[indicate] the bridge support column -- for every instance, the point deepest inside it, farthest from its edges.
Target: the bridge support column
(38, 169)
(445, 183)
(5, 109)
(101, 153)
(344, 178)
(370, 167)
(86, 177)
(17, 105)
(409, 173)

****************************************

Please set out every line of the data above as a numbered list, skipping any blank lines.

Answer to the exercise
1. [indicate] the bridge support column -- for every instance, the point deepest inside it, farthest from its edges.
2. Target: the bridge support column
3. (38, 169)
4. (445, 183)
5. (5, 109)
6. (101, 153)
7. (344, 178)
8. (370, 167)
9. (86, 177)
10. (17, 105)
11. (409, 173)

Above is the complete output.